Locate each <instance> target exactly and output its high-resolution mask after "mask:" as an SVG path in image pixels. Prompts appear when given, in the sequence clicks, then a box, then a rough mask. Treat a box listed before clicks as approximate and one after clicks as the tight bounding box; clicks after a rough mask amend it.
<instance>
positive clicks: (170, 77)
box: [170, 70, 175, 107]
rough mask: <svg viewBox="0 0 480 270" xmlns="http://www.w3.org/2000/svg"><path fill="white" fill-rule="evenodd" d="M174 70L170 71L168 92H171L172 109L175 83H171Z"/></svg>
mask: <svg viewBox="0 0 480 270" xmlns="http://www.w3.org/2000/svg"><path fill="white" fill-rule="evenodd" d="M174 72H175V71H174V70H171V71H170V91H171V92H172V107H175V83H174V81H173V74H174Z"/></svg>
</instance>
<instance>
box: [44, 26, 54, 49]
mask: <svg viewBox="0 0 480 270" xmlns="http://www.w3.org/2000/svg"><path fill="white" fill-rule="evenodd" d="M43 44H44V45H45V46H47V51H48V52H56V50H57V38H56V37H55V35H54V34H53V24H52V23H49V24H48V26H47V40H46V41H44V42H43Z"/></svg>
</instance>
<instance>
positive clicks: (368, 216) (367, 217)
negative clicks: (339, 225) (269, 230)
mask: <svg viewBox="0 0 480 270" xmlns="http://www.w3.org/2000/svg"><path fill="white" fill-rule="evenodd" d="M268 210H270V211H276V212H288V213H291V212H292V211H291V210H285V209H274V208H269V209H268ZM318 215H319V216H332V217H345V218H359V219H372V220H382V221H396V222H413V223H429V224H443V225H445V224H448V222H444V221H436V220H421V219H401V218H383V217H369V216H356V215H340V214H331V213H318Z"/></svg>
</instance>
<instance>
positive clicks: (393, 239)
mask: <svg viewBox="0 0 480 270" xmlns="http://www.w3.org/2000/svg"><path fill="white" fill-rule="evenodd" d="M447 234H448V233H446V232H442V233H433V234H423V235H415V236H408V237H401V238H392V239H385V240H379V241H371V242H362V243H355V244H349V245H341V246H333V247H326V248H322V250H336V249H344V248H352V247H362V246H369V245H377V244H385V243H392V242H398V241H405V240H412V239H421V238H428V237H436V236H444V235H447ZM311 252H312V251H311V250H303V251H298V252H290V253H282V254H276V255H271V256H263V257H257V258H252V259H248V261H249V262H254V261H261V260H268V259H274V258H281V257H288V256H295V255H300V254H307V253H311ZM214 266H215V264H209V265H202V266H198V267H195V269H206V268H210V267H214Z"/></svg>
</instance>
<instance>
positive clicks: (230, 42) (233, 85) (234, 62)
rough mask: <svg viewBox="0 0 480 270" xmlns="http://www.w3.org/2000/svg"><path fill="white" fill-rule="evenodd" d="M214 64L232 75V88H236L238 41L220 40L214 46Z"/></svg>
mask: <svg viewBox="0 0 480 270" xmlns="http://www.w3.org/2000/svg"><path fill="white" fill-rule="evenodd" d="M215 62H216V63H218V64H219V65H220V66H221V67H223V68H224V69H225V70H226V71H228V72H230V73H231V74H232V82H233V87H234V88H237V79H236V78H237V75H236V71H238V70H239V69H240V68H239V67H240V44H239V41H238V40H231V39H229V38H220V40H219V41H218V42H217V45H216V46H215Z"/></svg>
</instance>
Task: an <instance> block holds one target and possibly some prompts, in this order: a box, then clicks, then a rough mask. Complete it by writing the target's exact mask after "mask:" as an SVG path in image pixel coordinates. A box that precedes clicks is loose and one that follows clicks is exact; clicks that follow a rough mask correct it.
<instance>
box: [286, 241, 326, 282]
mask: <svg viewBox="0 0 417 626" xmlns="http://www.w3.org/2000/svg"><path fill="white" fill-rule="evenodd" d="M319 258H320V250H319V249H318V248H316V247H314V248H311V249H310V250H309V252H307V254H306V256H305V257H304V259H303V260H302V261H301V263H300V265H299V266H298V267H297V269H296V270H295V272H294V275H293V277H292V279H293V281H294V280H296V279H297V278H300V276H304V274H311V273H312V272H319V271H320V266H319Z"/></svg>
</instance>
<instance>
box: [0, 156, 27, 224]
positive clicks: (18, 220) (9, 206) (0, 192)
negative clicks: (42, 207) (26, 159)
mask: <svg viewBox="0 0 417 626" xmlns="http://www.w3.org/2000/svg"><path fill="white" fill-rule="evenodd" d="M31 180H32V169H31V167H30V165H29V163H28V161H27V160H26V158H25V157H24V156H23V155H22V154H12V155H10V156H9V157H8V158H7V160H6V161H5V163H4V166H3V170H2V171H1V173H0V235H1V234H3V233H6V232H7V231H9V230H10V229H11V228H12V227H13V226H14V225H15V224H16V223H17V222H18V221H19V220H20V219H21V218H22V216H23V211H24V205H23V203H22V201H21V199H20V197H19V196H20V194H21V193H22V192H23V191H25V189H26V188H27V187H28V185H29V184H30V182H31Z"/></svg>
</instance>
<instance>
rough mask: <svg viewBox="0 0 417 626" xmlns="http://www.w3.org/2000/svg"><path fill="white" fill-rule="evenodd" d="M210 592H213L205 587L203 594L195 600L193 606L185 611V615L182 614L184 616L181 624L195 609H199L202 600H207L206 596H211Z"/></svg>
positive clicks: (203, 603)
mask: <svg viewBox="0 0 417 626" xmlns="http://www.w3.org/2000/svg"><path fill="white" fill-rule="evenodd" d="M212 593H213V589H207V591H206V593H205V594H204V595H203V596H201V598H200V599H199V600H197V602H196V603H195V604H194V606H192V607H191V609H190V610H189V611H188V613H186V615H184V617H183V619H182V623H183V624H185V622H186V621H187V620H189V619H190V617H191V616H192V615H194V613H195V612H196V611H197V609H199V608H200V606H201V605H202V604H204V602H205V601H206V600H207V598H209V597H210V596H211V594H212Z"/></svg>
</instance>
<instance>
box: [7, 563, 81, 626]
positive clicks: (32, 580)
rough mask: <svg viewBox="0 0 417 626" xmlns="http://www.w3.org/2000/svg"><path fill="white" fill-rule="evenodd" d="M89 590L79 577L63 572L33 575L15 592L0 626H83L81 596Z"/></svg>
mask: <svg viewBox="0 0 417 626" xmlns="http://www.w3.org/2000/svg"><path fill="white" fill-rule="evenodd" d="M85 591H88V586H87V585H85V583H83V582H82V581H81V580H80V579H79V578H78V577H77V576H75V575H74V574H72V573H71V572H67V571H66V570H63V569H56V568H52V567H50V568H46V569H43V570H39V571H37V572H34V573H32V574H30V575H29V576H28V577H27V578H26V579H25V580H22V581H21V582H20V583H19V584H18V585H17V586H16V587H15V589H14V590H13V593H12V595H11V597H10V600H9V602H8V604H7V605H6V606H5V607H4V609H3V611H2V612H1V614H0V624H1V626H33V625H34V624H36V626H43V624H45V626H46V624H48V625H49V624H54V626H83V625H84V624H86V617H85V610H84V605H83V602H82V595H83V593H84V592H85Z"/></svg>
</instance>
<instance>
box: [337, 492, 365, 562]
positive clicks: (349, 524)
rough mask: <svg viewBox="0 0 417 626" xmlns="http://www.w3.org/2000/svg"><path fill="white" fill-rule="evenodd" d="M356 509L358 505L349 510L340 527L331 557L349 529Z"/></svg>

__AIM OF THE TASK__: Reproduce the data above in full, with no line missing.

__YOUR RESPONSE__:
Locate each <instance> target exactly and output its high-resolution mask after "mask:" as an SVG path in image pixels. Prompts appear when given, in the sequence clicks, then a box, then a rough mask. Treat a box listed before clicks as approximate and one after clicks as the tight bounding box; clicks after a rough mask amend it.
<instance>
positive clicks: (170, 77)
box: [170, 70, 175, 107]
rough mask: <svg viewBox="0 0 480 270" xmlns="http://www.w3.org/2000/svg"><path fill="white" fill-rule="evenodd" d="M174 70L170 71L168 92H171L172 109L175 83H171Z"/></svg>
mask: <svg viewBox="0 0 480 270" xmlns="http://www.w3.org/2000/svg"><path fill="white" fill-rule="evenodd" d="M174 72H175V71H174V70H171V71H170V91H171V92H172V107H175V83H174V81H173V74H174Z"/></svg>
</instance>
<instance>
box: [44, 26, 54, 49]
mask: <svg viewBox="0 0 480 270" xmlns="http://www.w3.org/2000/svg"><path fill="white" fill-rule="evenodd" d="M43 44H44V45H45V46H47V51H48V52H56V50H57V38H56V37H55V35H54V34H53V24H52V23H49V24H48V26H47V40H46V41H44V42H43Z"/></svg>
</instance>
<instance>
positive clicks: (368, 216) (367, 217)
negative clicks: (339, 225) (269, 230)
mask: <svg viewBox="0 0 480 270" xmlns="http://www.w3.org/2000/svg"><path fill="white" fill-rule="evenodd" d="M268 210H270V211H276V212H288V213H291V212H292V211H291V210H285V209H274V208H269V209H268ZM318 215H319V216H332V217H345V218H359V219H372V220H382V221H396V222H413V223H429V224H443V225H445V224H448V222H444V221H436V220H421V219H401V218H383V217H369V216H356V215H340V214H331V213H318Z"/></svg>
</instance>
<instance>
positive clicks: (393, 239)
mask: <svg viewBox="0 0 480 270" xmlns="http://www.w3.org/2000/svg"><path fill="white" fill-rule="evenodd" d="M447 234H448V233H446V232H442V233H433V234H423V235H415V236H408V237H401V238H392V239H385V240H379V241H371V242H362V243H355V244H349V245H341V246H333V247H326V248H322V250H336V249H344V248H352V247H362V246H369V245H377V244H385V243H392V242H398V241H405V240H412V239H421V238H428V237H436V236H444V235H447ZM311 252H312V251H311V250H303V251H298V252H290V253H282V254H276V255H271V256H263V257H257V258H252V259H248V261H249V262H254V261H261V260H268V259H274V258H281V257H288V256H295V255H300V254H307V253H311ZM214 266H215V264H209V265H202V266H198V267H195V269H206V268H210V267H214Z"/></svg>
</instance>
<instance>
positive clicks: (230, 42) (233, 85) (234, 62)
rough mask: <svg viewBox="0 0 480 270" xmlns="http://www.w3.org/2000/svg"><path fill="white" fill-rule="evenodd" d="M214 64L232 75V88H236L238 41L220 40L214 46Z"/></svg>
mask: <svg viewBox="0 0 480 270" xmlns="http://www.w3.org/2000/svg"><path fill="white" fill-rule="evenodd" d="M215 62H216V63H218V64H219V65H220V66H221V67H223V68H224V69H225V70H226V71H228V72H230V73H231V74H232V82H233V87H234V88H237V79H236V78H237V75H236V71H238V70H239V69H240V68H239V67H240V44H239V41H238V40H231V39H229V38H220V40H219V41H218V42H217V45H216V46H215Z"/></svg>
</instance>
Task: an <instance> block holds one target and possibly some prompts, in this order: a box, then clicks, then a rough mask. Complete it by writing the target's exact mask after "mask:" as an SVG path in image pixel coordinates. A box that precedes clicks is loose and one that follows clicks is exact; clicks that follow a rough mask correct it.
<instance>
box: [286, 241, 326, 282]
mask: <svg viewBox="0 0 417 626" xmlns="http://www.w3.org/2000/svg"><path fill="white" fill-rule="evenodd" d="M319 258H320V250H319V249H318V248H316V247H314V248H311V249H310V250H309V252H307V254H306V256H305V257H304V259H303V260H302V261H301V263H300V265H299V266H298V267H297V269H296V270H295V272H294V275H293V277H292V279H293V281H294V280H296V279H297V278H300V276H304V274H311V273H312V272H319V271H320V266H319Z"/></svg>
</instance>
<instance>
box: [0, 156, 27, 224]
positive clicks: (18, 220) (9, 206) (0, 192)
negative clicks: (42, 207) (26, 159)
mask: <svg viewBox="0 0 417 626" xmlns="http://www.w3.org/2000/svg"><path fill="white" fill-rule="evenodd" d="M31 180H32V169H31V167H30V165H29V163H28V161H27V160H26V158H25V157H24V156H23V155H22V154H12V155H10V156H9V157H8V158H7V160H6V161H5V163H4V166H3V170H2V171H1V173H0V235H1V234H3V233H6V232H7V231H9V230H10V229H11V228H12V227H13V226H14V225H15V224H16V223H17V222H18V221H19V220H20V219H21V218H22V216H23V211H24V205H23V203H22V201H21V199H20V197H19V196H20V194H21V193H22V192H23V191H25V189H26V188H27V187H28V185H29V184H30V182H31Z"/></svg>
</instance>
<instance>
rough mask: <svg viewBox="0 0 417 626" xmlns="http://www.w3.org/2000/svg"><path fill="white" fill-rule="evenodd" d="M210 592H213L205 587L203 594L195 600L193 606L185 611V615L182 614L184 616L181 624L195 609H199L202 600H207L206 596H211Z"/></svg>
positive clicks: (203, 603)
mask: <svg viewBox="0 0 417 626" xmlns="http://www.w3.org/2000/svg"><path fill="white" fill-rule="evenodd" d="M212 593H213V589H207V591H206V593H205V594H204V595H203V596H201V598H200V599H199V600H197V602H196V603H195V604H194V606H192V607H191V609H190V610H189V611H188V613H186V615H184V617H183V619H182V623H183V624H185V622H186V621H187V620H189V619H190V617H191V616H192V615H194V613H195V612H196V611H197V609H199V608H200V606H201V605H202V604H204V602H205V601H206V600H207V598H209V597H210V596H211V594H212Z"/></svg>
</instance>
<instance>
box: [7, 563, 81, 626]
positive clicks: (32, 580)
rough mask: <svg viewBox="0 0 417 626" xmlns="http://www.w3.org/2000/svg"><path fill="white" fill-rule="evenodd" d="M89 590L79 577L63 572L33 575L15 592L0 626H83L81 596Z"/></svg>
mask: <svg viewBox="0 0 417 626" xmlns="http://www.w3.org/2000/svg"><path fill="white" fill-rule="evenodd" d="M85 591H88V586H87V585H85V583H83V582H82V581H81V580H80V579H79V578H78V577H77V576H75V575H74V574H72V573H71V572H67V571H66V570H63V569H56V568H52V567H50V568H46V569H43V570H39V571H37V572H34V573H32V574H30V575H29V576H28V577H27V578H26V579H25V580H22V581H21V582H20V583H19V584H18V585H17V586H16V587H15V589H14V590H13V593H12V595H11V597H10V600H9V602H8V604H7V605H6V606H5V607H4V609H3V611H2V612H1V614H0V624H1V626H33V625H34V624H36V626H43V624H45V626H46V624H48V625H49V624H54V626H83V625H84V624H86V617H85V610H84V605H83V602H82V595H83V593H84V592H85Z"/></svg>
</instance>
<instance>
box: [337, 492, 365, 562]
positive clicks: (349, 524)
rough mask: <svg viewBox="0 0 417 626" xmlns="http://www.w3.org/2000/svg"><path fill="white" fill-rule="evenodd" d="M356 509L358 505L349 510L340 527L331 557L349 529Z"/></svg>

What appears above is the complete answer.